** start EXTRACT TO READ **

Hyundai i30cw Long Term Review

$20,990 Mrlp
  • Fuel Economy
  • Engine Power
  • CO2 Emissions
  • ANCAP Rating

Model tested: i30cw SX CRDi with five-speed manual transmission - $23,390

To understand how and why the i30 is such an outstanding drive, you have to understand just how far Hyundaui have come in the past few years, and where they're at now. Just five minutes at the Hyundai stand, at the world’s largest motor show in Frankfurt, Germany this year, was enough for me to realise that this is the next automotive super brand, and they’re growing stronger by the week.

On show, was the superb looking ix35 compact SUV, which is the replacement for their successful, but hardly inspiring, Tucson.

Mark my words; this thing will sell like hot cakes, with its ultra modern styling, six-speed automatic gearbox and a sprint time of 0-100km/h in just 7.8 seconds, as well as loads of electronic goodies.

** end EXTRACT TO READ **

● **SET TASKS**
#1 Translate this sentence from the Hyundai i30cw review into Spanish: "On show, was the superb looking ix35 compact SUV, which is the replacement for their successful, but hardly inspiring, Tucson."
#2 Pick up the Hyundai i30cw review after its final sentence and write the next few paragraphs.

** start GIVEN INFORMATION **

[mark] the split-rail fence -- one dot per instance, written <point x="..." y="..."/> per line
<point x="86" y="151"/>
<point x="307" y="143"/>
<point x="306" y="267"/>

** end GIVEN INFORMATION **

● **RESPONSES PER TASK**
#1 En exhibición estaba el ix35, un SUV compacto de aspecto soberbio que reemplaza a su exitoso, aunque poco inspirador, Tucson.

#2
Next to the ix35 was the luxury seven-seat SUV, the ix55, which looked to be of Lexus quality, with proper suede seats and plenty of gadgetry.

Although listed as a concept, the cool looking i10 Electric, a zero emissions urban commuter vehicle, will go into limited production in 2010 in the Korean market. This concept is sure to be a winner in the world’s most congested cities.

Using advanced LiPoly (Lithium Ion Polymer) battery power, the i10 Electric can recharge in five hours using standard 220V household current, or if using an industrial 413V current, will charge to 85-percent capacity in just 15 minutes.

Moreover driving range will be around 160km and top speed using the High Efficiency Electric Motor, is 130/km/h.

And what about Hyundai’s Blue-Will, a plug-in Hybrid, powered by an 113kW direct injection petrol engine, coupled with a 100kW electric motor.

Fuel consumption is said to be an astonishing 2.2L/100km (106 mpg) on the Plug-in HEV Mode) providing a range of 1050km.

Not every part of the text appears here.